Source records
╔══

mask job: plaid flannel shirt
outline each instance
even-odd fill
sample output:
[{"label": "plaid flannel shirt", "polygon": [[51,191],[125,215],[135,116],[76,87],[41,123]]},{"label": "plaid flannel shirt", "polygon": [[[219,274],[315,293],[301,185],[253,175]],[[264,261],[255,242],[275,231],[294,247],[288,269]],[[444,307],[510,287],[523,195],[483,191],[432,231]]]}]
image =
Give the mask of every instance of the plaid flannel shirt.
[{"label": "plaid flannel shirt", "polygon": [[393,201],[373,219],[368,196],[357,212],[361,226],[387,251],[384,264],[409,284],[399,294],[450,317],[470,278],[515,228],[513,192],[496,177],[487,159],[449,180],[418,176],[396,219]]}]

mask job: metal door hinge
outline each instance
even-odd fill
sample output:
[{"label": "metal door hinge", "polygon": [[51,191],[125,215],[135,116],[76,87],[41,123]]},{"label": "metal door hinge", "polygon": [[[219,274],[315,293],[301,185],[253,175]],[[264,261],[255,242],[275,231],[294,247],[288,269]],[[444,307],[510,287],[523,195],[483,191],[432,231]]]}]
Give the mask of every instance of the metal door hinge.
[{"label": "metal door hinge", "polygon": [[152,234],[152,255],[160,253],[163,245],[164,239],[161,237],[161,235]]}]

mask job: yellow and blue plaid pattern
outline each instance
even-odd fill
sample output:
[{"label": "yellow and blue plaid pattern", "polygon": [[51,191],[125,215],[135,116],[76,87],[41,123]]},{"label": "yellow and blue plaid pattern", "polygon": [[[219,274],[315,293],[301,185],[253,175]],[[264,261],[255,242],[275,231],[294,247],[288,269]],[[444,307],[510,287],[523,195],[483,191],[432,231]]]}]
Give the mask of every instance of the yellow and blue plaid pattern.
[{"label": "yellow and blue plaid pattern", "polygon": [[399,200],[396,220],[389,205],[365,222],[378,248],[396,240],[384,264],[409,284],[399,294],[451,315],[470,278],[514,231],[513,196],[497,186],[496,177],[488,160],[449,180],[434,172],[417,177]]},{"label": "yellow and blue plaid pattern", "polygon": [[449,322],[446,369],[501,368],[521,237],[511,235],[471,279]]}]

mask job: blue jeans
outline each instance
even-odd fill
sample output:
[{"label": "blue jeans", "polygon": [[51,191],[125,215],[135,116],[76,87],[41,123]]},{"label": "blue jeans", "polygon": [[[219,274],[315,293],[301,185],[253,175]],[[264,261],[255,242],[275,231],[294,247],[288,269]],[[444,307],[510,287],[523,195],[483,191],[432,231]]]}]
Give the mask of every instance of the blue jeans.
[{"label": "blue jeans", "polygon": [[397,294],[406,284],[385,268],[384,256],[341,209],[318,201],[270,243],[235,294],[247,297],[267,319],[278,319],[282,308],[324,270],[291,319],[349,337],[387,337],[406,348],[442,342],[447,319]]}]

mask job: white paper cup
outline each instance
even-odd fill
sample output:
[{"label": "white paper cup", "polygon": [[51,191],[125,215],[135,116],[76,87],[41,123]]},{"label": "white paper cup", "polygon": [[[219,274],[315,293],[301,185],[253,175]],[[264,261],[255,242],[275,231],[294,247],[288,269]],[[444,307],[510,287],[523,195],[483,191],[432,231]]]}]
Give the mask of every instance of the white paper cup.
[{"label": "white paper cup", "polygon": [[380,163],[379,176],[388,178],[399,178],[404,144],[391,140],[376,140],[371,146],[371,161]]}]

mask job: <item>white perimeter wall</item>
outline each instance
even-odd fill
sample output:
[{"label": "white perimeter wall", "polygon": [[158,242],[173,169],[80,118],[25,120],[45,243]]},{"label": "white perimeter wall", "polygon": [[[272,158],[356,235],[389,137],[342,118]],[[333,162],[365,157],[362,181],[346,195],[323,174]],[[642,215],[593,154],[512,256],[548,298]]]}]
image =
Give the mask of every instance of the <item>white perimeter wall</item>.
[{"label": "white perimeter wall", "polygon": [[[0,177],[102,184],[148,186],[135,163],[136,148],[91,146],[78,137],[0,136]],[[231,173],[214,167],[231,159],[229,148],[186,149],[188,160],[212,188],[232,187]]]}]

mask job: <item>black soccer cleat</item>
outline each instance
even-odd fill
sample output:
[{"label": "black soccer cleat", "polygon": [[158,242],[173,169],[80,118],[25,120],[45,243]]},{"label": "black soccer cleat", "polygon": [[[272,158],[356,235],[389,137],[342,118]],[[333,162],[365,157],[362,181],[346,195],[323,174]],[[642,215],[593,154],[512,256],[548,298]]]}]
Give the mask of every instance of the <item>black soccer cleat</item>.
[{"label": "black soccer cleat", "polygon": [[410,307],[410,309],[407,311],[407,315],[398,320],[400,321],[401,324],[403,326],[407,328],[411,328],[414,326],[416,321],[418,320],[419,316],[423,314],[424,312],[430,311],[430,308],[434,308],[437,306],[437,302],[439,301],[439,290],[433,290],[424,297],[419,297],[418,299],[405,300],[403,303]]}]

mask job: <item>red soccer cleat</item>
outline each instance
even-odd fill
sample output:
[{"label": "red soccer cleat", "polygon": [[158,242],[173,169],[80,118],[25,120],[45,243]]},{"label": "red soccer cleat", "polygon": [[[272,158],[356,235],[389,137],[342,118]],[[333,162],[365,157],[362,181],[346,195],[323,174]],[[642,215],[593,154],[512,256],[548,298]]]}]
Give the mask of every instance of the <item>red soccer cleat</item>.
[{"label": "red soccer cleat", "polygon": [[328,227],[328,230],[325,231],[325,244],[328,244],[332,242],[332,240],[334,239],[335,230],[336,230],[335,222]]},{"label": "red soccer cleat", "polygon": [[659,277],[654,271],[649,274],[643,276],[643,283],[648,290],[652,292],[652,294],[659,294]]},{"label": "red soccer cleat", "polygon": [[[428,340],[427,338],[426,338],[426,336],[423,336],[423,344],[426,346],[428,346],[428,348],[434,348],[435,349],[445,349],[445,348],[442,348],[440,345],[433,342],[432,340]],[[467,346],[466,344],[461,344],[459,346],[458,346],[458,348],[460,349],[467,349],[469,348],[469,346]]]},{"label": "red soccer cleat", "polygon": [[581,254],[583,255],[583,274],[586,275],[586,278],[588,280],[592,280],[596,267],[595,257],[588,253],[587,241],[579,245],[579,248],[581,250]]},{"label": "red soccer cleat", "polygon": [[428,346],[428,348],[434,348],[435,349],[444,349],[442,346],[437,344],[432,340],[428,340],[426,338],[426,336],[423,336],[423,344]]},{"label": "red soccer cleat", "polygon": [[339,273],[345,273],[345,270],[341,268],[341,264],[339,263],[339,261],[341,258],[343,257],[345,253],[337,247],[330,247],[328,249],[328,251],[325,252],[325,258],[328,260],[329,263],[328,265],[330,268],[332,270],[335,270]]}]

╚══

▶ [Exercise goal] Repeat the records above exactly as they appear.

▶ [Complete response]
mask job: plaid flannel shirt
outline each instance
even-odd fill
sample output:
[{"label": "plaid flannel shirt", "polygon": [[51,191],[125,215],[135,116],[76,87],[41,123]]},{"label": "plaid flannel shirt", "polygon": [[[219,274],[315,293],[301,185],[253,175]],[[264,261],[255,242],[275,231],[294,247],[288,269]],[[444,307],[510,287],[523,195],[483,191],[432,231]]]}]
image =
Give the mask of every instance of the plaid flannel shirt.
[{"label": "plaid flannel shirt", "polygon": [[393,201],[373,219],[368,196],[357,212],[361,226],[387,251],[384,264],[409,284],[399,294],[450,317],[470,278],[515,228],[513,192],[496,177],[487,159],[449,180],[418,176],[396,219]]}]

mask job: metal door hinge
outline each instance
even-odd fill
sample output:
[{"label": "metal door hinge", "polygon": [[51,191],[125,215],[135,116],[76,87],[41,123]]},{"label": "metal door hinge", "polygon": [[[219,274],[315,293],[301,185],[253,175]],[[264,261],[255,242],[275,231],[294,247],[288,269]],[[444,307],[510,287],[523,195],[483,191],[432,231]]]}]
Give the mask of every instance of the metal door hinge.
[{"label": "metal door hinge", "polygon": [[152,234],[152,255],[160,253],[163,245],[164,239],[161,237],[161,235]]}]

mask job: yellow and blue plaid pattern
outline each instance
even-odd fill
sample output:
[{"label": "yellow and blue plaid pattern", "polygon": [[51,191],[125,215],[135,116],[76,87],[41,123]]},{"label": "yellow and blue plaid pattern", "polygon": [[[219,274],[315,293],[301,185],[253,175]],[[264,261],[255,242],[275,231],[294,247],[288,269]],[[444,307],[510,287],[523,195],[483,191],[432,231]]]}]
Give the mask of every instance of the yellow and blue plaid pattern.
[{"label": "yellow and blue plaid pattern", "polygon": [[399,200],[396,220],[389,205],[365,222],[378,248],[396,240],[384,264],[409,284],[399,294],[451,315],[470,278],[514,231],[513,196],[497,186],[496,177],[488,160],[449,180],[434,172],[417,177]]},{"label": "yellow and blue plaid pattern", "polygon": [[449,322],[446,369],[501,368],[521,237],[511,235],[471,279]]}]

mask job: blue jeans
outline each instance
even-odd fill
sample output:
[{"label": "blue jeans", "polygon": [[51,191],[125,215],[135,116],[76,87],[41,123]]},{"label": "blue jeans", "polygon": [[[219,274],[315,293],[301,185],[253,175]],[[264,261],[255,242],[275,231],[294,247],[288,269]],[[444,307],[510,287],[523,195],[483,191],[432,231]]]}]
Give the mask of every instance of the blue jeans.
[{"label": "blue jeans", "polygon": [[397,294],[406,284],[385,268],[384,256],[341,209],[318,201],[270,243],[235,294],[247,297],[267,319],[278,319],[282,308],[324,270],[291,319],[349,337],[387,337],[406,348],[442,342],[447,319]]}]

mask job: white paper cup
outline each instance
even-odd fill
sample output:
[{"label": "white paper cup", "polygon": [[51,191],[125,215],[135,116],[76,87],[41,123]]},{"label": "white paper cup", "polygon": [[[219,274],[315,293],[301,185],[253,175]],[[264,261],[255,242],[275,231],[294,247],[288,269]],[[444,307],[510,287],[523,195],[483,191],[432,231]]]}]
Give the mask of every instance of the white paper cup.
[{"label": "white paper cup", "polygon": [[380,163],[379,176],[388,178],[399,178],[404,144],[391,140],[376,140],[371,146],[371,161]]}]

mask job: <item>white perimeter wall</item>
outline each instance
even-odd fill
sample output:
[{"label": "white perimeter wall", "polygon": [[158,242],[173,169],[80,118],[25,120],[45,243]]},{"label": "white perimeter wall", "polygon": [[[272,158],[356,235],[389,137],[342,118]],[[333,162],[365,157],[362,181],[346,195],[323,174]],[[642,215],[593,154],[512,256],[548,298]]]}]
image =
Give the mask of every instance of the <item>white perimeter wall</item>.
[{"label": "white perimeter wall", "polygon": [[[0,177],[102,184],[148,186],[135,163],[136,148],[91,146],[78,137],[0,136]],[[231,173],[214,167],[231,159],[229,148],[186,149],[188,160],[212,188],[232,187]]]}]

mask job: <item>black soccer cleat</item>
outline each instance
even-odd fill
sample output:
[{"label": "black soccer cleat", "polygon": [[158,242],[173,169],[80,118],[25,120],[45,243]]},{"label": "black soccer cleat", "polygon": [[[272,158],[356,235],[389,137],[342,118]],[[333,162],[365,157],[362,181],[346,195],[323,174]],[[642,215],[593,154],[512,256],[548,298]]]}]
Give the mask of every instance of the <item>black soccer cleat</item>.
[{"label": "black soccer cleat", "polygon": [[410,307],[410,309],[407,311],[407,315],[398,320],[400,321],[401,324],[403,326],[407,328],[411,328],[414,326],[416,321],[418,320],[419,316],[423,314],[424,312],[430,311],[430,308],[434,308],[437,306],[437,302],[439,301],[439,290],[433,290],[424,297],[419,297],[418,299],[405,300],[403,303]]}]

mask job: <item>red soccer cleat</item>
outline each instance
even-odd fill
sample output:
[{"label": "red soccer cleat", "polygon": [[158,242],[173,169],[80,118],[25,120],[45,243]]},{"label": "red soccer cleat", "polygon": [[[272,158],[356,235],[389,137],[342,118]],[[333,162],[365,157],[362,181],[346,195],[323,174]],[[642,215],[593,154],[512,256],[548,298]]]}]
Give the mask of every instance of the <item>red soccer cleat</item>.
[{"label": "red soccer cleat", "polygon": [[328,227],[328,230],[325,231],[325,244],[328,244],[332,242],[332,240],[334,239],[335,230],[336,230],[335,222]]},{"label": "red soccer cleat", "polygon": [[659,277],[654,271],[649,274],[643,276],[643,283],[648,290],[652,292],[652,294],[659,294]]},{"label": "red soccer cleat", "polygon": [[[428,340],[427,338],[426,338],[426,336],[423,336],[423,344],[426,346],[428,346],[428,348],[434,348],[435,349],[445,349],[445,348],[442,348],[440,345],[433,342],[432,340]],[[467,346],[466,344],[461,344],[459,346],[458,346],[458,348],[460,349],[467,349],[469,348],[469,346]]]},{"label": "red soccer cleat", "polygon": [[581,254],[583,255],[583,274],[586,275],[586,278],[588,280],[592,280],[596,267],[595,257],[588,253],[587,241],[579,245],[579,248],[581,250]]},{"label": "red soccer cleat", "polygon": [[428,346],[428,348],[434,348],[435,349],[444,349],[442,346],[437,344],[432,340],[428,340],[426,338],[426,336],[423,336],[423,344]]},{"label": "red soccer cleat", "polygon": [[339,273],[345,273],[345,270],[341,268],[341,264],[339,263],[339,261],[341,258],[343,257],[345,253],[337,247],[330,247],[328,249],[328,251],[325,252],[325,258],[328,260],[329,263],[328,265],[330,268],[332,270],[335,270]]}]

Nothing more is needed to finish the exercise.